* [Exercise]: Your task is to return the span of lines beginning at the one with "Your task: scan for plate" and ending at the last line of the data, exactly as it stands.

[Items listed in a dataset]
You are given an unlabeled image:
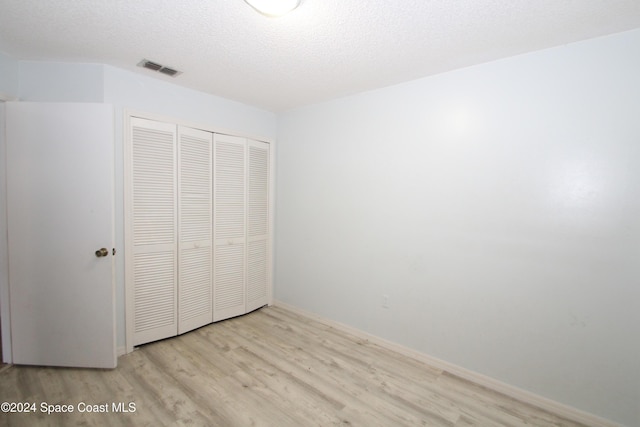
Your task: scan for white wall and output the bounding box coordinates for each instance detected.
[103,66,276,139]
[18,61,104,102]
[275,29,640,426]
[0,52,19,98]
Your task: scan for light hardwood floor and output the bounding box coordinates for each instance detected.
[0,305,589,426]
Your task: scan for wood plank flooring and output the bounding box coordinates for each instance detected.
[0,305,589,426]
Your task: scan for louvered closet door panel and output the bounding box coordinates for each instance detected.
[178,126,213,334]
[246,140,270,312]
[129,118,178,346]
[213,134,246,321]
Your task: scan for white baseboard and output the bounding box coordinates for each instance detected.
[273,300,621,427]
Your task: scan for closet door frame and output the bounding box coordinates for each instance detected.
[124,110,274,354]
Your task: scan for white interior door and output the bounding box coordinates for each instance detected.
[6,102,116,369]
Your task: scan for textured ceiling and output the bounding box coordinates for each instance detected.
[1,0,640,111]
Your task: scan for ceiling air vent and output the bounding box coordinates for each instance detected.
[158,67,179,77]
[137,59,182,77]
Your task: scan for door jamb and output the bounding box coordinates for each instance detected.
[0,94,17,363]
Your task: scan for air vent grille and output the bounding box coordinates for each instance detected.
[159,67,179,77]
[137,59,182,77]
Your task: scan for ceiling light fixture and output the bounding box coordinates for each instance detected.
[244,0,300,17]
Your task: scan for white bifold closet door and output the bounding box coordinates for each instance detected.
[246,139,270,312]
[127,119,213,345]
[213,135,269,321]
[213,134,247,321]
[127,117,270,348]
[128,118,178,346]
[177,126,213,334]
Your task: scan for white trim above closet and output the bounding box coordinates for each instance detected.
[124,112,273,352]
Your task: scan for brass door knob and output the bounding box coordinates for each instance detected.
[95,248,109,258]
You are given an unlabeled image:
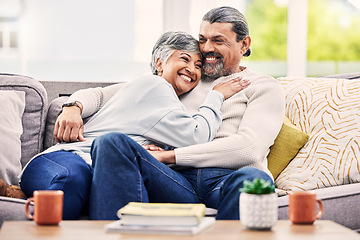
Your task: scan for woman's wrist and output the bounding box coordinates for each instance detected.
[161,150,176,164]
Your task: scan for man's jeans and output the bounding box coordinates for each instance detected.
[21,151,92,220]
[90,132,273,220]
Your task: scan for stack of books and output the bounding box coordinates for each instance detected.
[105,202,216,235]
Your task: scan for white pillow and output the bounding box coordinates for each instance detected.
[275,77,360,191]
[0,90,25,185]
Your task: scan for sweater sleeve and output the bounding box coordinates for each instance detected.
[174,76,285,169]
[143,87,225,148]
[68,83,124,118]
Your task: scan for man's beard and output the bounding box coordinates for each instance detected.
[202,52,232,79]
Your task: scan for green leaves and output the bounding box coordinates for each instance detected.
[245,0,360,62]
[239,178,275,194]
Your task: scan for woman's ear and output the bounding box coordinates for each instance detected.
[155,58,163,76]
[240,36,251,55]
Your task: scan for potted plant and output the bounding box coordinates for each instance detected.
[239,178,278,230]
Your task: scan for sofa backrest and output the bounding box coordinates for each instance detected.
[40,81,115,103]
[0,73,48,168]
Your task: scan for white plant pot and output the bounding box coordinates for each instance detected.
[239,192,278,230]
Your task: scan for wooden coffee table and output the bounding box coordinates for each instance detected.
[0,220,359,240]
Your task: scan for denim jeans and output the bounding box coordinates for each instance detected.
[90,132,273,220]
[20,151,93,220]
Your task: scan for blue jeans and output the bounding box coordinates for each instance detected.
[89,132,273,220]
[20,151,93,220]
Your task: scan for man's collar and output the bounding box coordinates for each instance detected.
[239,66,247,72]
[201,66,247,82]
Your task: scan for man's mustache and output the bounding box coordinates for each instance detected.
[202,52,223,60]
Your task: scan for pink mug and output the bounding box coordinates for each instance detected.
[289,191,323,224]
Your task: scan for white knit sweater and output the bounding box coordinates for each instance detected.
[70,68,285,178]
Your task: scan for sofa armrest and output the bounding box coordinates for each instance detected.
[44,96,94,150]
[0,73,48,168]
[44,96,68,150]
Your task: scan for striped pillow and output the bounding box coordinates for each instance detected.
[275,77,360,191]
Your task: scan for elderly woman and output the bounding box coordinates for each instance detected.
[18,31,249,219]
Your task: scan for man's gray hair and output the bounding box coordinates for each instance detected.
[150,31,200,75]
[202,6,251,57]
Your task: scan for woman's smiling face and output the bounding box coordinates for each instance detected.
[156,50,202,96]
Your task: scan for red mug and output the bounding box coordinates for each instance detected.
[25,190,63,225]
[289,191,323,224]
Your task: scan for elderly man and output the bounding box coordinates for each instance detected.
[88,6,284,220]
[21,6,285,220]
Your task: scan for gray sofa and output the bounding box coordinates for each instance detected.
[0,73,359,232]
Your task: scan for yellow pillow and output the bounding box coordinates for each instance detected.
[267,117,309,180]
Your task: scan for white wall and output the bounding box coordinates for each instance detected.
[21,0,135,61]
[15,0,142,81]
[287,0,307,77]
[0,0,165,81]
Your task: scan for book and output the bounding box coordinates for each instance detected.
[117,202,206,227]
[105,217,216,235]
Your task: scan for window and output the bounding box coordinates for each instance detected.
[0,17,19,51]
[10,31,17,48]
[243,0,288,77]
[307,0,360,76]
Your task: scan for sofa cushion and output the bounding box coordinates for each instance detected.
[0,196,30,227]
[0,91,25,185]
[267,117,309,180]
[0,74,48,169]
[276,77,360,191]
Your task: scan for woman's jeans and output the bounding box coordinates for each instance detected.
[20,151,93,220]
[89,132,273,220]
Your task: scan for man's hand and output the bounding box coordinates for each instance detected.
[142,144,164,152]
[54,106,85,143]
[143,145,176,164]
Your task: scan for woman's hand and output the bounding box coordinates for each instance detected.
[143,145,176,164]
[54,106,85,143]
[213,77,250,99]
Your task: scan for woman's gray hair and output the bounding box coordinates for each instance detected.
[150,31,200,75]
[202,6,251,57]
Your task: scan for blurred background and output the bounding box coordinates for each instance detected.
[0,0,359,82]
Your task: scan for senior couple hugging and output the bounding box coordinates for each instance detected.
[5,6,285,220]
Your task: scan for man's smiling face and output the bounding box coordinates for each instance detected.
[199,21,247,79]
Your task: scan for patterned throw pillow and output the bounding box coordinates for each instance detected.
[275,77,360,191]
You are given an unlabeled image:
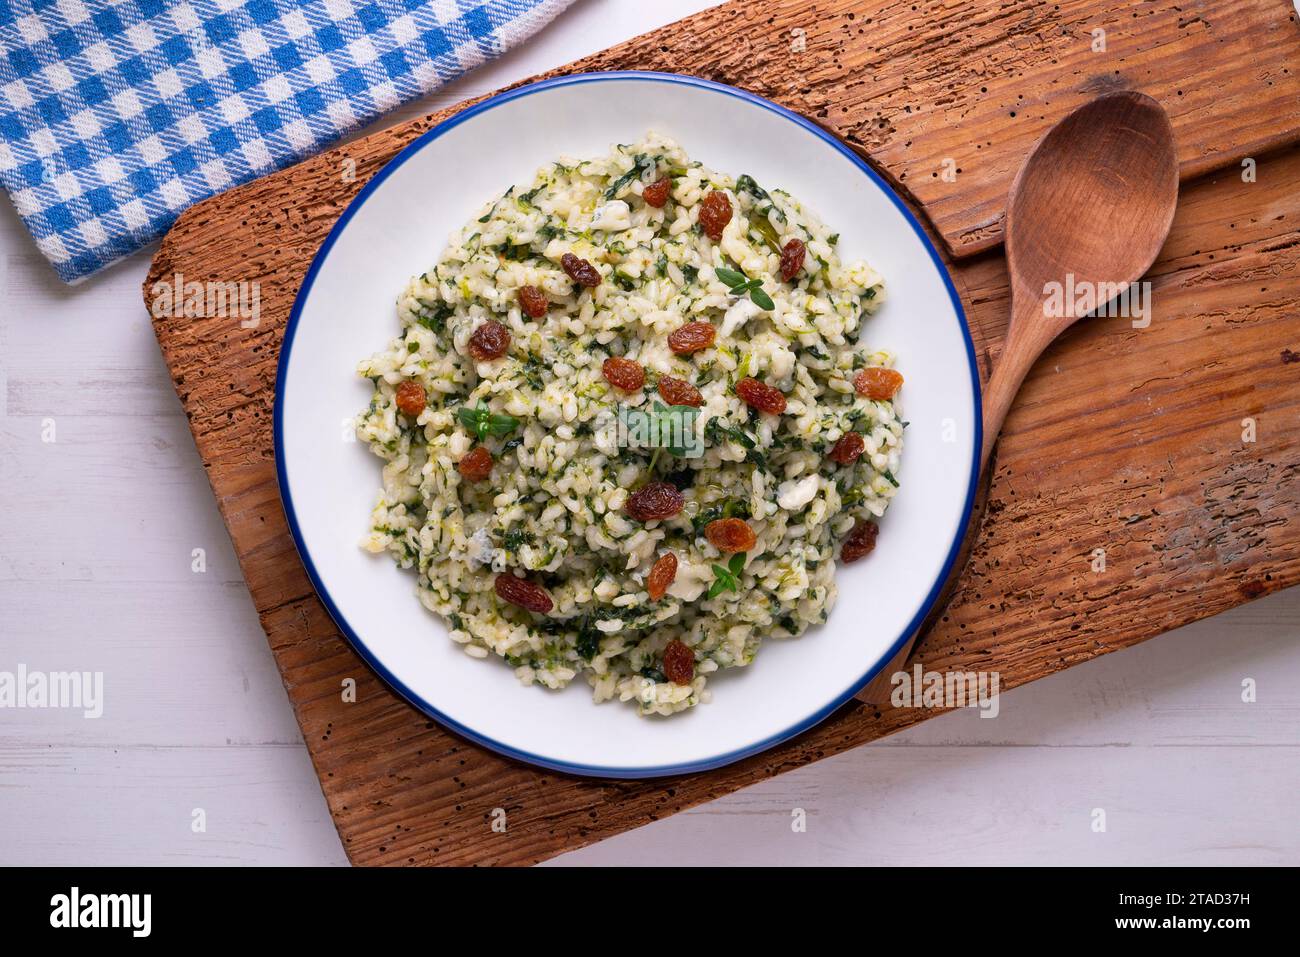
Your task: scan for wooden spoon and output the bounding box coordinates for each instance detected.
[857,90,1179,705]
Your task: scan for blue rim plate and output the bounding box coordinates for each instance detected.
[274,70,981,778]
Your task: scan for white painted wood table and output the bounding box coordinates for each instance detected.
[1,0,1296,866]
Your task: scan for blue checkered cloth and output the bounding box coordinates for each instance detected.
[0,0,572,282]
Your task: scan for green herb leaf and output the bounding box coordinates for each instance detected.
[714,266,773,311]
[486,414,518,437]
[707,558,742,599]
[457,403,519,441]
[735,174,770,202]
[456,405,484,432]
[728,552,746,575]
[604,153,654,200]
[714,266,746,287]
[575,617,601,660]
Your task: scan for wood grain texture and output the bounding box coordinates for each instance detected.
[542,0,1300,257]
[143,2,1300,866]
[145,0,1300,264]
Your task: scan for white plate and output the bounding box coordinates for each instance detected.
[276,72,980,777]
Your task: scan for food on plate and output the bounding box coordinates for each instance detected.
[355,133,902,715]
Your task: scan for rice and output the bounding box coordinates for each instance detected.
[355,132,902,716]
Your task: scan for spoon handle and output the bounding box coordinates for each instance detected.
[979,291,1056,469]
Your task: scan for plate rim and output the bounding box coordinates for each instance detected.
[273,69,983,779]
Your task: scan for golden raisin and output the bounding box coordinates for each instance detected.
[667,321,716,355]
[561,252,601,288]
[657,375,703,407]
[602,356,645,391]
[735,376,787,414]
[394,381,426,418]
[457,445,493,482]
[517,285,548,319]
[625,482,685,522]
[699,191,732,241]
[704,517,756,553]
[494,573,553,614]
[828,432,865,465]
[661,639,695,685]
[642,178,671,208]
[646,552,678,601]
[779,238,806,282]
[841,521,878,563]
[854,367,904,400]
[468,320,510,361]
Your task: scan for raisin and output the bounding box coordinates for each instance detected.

* [Task output]:
Your task: scan for plate rim and output the bounding box coordinates for each instance detected.
[273,69,983,779]
Your task: scan for golden raisin and output the bounding box coordinates for each instance detected.
[667,321,716,355]
[561,252,601,288]
[657,375,703,407]
[602,356,645,391]
[735,376,787,414]
[394,381,426,418]
[457,445,493,482]
[517,285,548,319]
[625,482,685,522]
[699,191,732,241]
[704,517,756,553]
[494,573,553,614]
[828,432,865,465]
[661,639,695,685]
[642,178,671,208]
[646,552,678,601]
[779,238,806,282]
[841,521,878,563]
[854,367,904,400]
[468,320,510,361]
Your task: scan for raisin and output the bounding box coordinates for each instance detected.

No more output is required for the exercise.